DATA FOR THE TASK
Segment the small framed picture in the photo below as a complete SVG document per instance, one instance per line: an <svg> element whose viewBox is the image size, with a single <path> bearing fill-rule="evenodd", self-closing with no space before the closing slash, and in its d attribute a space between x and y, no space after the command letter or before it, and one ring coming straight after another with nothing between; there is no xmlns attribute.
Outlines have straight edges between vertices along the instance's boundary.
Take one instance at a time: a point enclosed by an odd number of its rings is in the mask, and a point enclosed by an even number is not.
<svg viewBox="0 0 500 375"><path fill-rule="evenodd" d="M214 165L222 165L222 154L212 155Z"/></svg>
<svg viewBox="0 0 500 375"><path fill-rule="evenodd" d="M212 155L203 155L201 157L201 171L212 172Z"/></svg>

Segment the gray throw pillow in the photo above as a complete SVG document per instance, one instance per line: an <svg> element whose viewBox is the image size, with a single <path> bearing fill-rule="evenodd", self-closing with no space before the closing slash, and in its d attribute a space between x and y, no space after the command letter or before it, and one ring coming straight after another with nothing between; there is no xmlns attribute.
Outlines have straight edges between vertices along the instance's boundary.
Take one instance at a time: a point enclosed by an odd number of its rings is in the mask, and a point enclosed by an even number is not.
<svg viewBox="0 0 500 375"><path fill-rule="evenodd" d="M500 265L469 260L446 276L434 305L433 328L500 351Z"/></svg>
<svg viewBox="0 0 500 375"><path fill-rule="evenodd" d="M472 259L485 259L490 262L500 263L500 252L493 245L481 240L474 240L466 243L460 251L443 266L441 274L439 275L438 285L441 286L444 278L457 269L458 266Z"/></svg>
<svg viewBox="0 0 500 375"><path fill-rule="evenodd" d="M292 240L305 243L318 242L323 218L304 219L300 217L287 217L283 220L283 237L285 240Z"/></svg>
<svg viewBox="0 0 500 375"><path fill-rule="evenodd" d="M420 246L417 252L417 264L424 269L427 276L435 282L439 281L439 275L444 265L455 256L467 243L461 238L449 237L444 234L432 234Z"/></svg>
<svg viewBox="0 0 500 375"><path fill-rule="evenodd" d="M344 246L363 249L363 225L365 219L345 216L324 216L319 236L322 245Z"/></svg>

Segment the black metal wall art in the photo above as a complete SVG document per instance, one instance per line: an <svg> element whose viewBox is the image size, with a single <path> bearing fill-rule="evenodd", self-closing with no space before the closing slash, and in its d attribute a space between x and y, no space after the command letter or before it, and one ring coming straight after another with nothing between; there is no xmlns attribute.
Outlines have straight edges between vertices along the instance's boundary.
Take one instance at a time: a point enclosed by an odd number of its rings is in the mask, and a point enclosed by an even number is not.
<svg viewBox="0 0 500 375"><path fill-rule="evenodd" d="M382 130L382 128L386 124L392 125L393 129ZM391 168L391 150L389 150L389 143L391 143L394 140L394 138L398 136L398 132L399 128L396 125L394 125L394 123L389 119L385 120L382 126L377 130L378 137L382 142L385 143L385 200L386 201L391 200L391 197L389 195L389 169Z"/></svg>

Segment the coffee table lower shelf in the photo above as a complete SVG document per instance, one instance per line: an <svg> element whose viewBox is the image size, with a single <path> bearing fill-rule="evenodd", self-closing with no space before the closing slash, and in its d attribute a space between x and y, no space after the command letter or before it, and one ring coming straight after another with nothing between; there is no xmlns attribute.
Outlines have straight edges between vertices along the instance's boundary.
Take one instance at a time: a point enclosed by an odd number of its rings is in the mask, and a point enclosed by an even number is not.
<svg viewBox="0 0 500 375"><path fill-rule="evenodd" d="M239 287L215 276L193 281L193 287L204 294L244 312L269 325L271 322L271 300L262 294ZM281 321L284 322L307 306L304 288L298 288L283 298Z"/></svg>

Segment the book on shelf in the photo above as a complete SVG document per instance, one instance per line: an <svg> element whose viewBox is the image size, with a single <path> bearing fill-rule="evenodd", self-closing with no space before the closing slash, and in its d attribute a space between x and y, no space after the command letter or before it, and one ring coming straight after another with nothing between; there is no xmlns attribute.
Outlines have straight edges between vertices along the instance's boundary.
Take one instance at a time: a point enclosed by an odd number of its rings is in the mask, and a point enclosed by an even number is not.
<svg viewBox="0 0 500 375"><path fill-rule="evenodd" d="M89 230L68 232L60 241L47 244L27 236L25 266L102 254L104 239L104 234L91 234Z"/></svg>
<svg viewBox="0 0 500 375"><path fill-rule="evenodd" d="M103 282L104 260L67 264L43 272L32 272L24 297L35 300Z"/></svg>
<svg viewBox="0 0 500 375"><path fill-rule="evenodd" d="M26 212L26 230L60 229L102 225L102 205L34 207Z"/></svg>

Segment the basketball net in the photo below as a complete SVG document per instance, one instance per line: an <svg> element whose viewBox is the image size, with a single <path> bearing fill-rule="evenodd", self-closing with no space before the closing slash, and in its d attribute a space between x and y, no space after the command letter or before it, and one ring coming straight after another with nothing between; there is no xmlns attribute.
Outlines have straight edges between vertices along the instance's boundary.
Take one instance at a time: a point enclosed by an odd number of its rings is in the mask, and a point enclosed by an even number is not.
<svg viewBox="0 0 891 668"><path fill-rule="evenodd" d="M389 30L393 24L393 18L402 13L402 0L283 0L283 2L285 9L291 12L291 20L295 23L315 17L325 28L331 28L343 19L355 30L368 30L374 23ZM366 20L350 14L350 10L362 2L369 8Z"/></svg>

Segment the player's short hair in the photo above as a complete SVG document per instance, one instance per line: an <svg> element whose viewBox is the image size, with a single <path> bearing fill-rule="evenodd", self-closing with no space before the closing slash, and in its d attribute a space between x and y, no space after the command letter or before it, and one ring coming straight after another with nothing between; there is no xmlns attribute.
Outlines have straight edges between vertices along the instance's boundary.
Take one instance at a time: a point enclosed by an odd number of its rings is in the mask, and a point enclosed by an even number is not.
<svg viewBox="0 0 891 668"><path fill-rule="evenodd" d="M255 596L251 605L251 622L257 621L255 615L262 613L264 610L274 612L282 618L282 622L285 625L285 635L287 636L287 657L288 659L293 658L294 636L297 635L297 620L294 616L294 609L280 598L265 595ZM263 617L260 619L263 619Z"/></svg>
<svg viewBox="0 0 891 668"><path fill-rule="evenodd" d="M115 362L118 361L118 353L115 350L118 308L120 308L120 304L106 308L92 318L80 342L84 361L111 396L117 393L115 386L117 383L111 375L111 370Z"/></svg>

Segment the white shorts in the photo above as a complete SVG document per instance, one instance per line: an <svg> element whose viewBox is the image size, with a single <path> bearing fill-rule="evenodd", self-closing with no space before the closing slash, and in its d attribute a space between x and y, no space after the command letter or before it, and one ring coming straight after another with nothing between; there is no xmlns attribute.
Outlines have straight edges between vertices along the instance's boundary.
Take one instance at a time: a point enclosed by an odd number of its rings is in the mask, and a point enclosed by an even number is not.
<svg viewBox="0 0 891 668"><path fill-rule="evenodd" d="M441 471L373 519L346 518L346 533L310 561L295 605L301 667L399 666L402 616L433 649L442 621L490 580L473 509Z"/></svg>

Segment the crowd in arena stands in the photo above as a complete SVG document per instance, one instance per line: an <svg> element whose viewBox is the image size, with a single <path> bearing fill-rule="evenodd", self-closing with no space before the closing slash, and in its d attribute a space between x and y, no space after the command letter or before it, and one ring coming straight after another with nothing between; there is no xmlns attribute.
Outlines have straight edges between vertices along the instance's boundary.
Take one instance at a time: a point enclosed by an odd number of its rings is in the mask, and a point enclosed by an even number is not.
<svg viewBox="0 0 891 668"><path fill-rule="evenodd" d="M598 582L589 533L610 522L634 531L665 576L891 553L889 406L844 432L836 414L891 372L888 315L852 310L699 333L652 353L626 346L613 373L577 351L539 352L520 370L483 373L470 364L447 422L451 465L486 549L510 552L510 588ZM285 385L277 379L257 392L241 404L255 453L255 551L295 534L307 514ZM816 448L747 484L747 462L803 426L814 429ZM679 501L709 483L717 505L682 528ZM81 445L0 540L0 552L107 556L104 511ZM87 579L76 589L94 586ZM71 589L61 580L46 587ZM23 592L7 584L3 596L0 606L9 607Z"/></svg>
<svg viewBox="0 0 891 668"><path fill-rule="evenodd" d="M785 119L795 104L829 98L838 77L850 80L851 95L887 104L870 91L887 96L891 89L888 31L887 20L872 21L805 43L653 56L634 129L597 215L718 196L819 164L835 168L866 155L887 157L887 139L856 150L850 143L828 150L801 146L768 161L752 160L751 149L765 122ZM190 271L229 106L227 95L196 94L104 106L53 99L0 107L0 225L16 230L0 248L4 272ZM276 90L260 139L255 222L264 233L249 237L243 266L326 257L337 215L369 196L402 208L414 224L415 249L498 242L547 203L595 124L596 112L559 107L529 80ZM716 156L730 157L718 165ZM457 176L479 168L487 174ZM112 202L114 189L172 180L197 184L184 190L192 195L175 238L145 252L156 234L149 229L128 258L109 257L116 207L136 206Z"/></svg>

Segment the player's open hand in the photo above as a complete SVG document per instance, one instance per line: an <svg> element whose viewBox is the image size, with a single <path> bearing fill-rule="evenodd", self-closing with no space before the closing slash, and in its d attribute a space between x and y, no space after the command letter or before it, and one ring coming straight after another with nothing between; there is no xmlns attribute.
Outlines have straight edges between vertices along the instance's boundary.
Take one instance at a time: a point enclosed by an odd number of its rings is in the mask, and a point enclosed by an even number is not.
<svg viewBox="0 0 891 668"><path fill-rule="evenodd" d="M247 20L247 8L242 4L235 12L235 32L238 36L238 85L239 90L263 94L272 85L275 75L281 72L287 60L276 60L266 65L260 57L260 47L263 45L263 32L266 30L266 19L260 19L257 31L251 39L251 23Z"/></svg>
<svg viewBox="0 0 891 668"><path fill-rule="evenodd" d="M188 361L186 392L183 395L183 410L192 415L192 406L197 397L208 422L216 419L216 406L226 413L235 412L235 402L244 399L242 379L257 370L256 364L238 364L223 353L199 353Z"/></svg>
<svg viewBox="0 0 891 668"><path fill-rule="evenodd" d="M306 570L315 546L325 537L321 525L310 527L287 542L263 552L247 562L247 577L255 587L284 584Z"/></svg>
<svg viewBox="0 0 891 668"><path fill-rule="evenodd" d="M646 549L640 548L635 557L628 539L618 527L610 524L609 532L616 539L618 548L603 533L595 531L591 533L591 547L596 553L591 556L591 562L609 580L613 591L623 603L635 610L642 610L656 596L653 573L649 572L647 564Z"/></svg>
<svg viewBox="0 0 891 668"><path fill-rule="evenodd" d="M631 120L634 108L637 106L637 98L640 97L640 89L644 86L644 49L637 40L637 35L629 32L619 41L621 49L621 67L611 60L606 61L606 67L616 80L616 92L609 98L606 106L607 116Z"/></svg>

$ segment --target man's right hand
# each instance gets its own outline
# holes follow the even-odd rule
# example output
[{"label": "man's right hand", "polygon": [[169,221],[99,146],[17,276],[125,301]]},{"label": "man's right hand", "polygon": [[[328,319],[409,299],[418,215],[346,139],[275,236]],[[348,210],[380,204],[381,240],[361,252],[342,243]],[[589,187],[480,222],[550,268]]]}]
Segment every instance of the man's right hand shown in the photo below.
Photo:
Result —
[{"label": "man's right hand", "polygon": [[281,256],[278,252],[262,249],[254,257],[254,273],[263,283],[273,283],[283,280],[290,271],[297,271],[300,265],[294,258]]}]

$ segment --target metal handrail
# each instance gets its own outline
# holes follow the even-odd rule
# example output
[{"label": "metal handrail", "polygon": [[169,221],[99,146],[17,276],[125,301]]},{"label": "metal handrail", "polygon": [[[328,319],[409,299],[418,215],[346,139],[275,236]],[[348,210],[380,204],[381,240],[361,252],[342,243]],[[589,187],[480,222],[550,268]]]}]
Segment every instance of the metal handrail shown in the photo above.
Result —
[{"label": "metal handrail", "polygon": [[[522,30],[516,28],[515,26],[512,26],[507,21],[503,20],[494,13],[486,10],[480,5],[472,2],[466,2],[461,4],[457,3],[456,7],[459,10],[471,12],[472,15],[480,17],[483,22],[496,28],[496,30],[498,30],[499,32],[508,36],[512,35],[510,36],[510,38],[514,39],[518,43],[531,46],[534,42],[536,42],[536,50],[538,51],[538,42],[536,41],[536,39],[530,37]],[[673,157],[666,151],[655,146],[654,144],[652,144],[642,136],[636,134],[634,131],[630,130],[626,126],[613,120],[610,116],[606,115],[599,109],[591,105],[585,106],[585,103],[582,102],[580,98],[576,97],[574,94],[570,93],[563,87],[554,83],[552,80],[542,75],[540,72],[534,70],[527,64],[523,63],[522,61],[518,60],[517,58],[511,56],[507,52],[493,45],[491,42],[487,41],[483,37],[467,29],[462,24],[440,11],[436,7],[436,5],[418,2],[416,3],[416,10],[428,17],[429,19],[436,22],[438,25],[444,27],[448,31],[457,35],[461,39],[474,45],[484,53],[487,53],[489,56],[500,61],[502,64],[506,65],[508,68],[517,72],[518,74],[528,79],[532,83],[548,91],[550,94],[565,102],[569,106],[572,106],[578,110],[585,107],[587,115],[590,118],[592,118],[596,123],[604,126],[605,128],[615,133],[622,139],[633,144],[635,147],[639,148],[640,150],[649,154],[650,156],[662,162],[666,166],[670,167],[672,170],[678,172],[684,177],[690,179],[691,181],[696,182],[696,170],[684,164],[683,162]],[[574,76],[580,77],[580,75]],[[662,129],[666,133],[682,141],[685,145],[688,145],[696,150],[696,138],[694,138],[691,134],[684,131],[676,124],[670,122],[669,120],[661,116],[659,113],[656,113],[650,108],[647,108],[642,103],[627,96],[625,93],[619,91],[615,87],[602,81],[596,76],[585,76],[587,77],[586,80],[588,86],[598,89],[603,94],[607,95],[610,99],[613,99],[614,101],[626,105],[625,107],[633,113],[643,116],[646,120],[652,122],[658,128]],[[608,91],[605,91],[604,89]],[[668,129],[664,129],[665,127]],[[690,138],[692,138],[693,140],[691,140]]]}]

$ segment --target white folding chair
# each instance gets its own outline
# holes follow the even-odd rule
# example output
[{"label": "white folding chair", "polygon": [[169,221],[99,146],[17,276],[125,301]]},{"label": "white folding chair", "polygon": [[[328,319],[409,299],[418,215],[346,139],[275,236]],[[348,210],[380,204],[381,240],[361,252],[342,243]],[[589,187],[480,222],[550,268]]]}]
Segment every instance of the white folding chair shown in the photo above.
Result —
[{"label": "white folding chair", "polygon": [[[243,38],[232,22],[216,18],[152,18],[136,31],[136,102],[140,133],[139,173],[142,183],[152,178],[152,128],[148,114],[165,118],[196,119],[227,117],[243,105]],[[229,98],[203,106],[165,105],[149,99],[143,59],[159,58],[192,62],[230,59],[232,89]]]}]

TASK DIRECTIONS
Rewrite the stretch from the start of the records through the line containing "155L203 155L201 157L201", both ends included, with "vertices" replaced by "corner points" and nothing else changed.

TASK SOLUTION
Segment the small framed picture in the photo below as a complete SVG document per instance, one instance per line: an <svg> element whose viewBox is the image size, with a single <path> bearing fill-rule="evenodd", self-closing with no space before the closing slash, and in its d attribute a space between x and y, no space after the command letter or before it, and one ring coming straight after another with nothing between; there is no xmlns attribute.
Outlines have straight edges between corner points along the instance's boundary.
Take one instance at a time: a point enclosed by an odd number of its rings is in the mask, and a point enclosed by an even number is not.
<svg viewBox="0 0 500 375"><path fill-rule="evenodd" d="M214 165L222 165L222 154L212 155Z"/></svg>
<svg viewBox="0 0 500 375"><path fill-rule="evenodd" d="M212 155L203 155L201 157L201 171L212 172Z"/></svg>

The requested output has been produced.